- _TASK GOAL_:
Rewrite every one of the lines below, requests included, and offset each coordinate in the answers by adding 134 to it.

- _Items for identifying locations_:
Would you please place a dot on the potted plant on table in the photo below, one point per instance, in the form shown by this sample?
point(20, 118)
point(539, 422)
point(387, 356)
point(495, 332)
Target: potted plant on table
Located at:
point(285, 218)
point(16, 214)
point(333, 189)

- _CORRECT OUTPUT_:
Would you please place a dot on the potted plant on table in the photo below, one point per instance, in the form shown by this sample?
point(20, 118)
point(539, 422)
point(387, 356)
point(495, 332)
Target: potted plant on table
Located at:
point(419, 352)
point(150, 348)
point(467, 323)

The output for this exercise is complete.